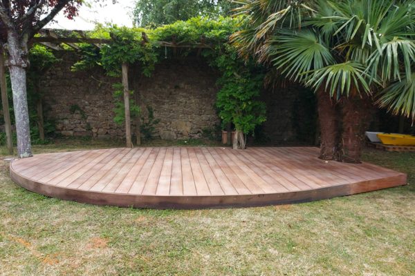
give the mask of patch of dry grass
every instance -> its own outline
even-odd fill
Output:
[[[36,146],[35,152],[122,146]],[[249,208],[102,207],[30,193],[0,164],[0,268],[16,275],[415,274],[415,154],[365,159],[409,185],[316,202]]]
━━━
Reproduce the lines above verbatim, omitting the pictures.

give the mask of patch of dry grass
every instance -> its own outline
even-odd fill
Output:
[[[36,146],[35,152],[122,146]],[[249,208],[102,207],[30,193],[0,164],[0,268],[16,275],[415,274],[415,154],[365,159],[409,185],[316,202]]]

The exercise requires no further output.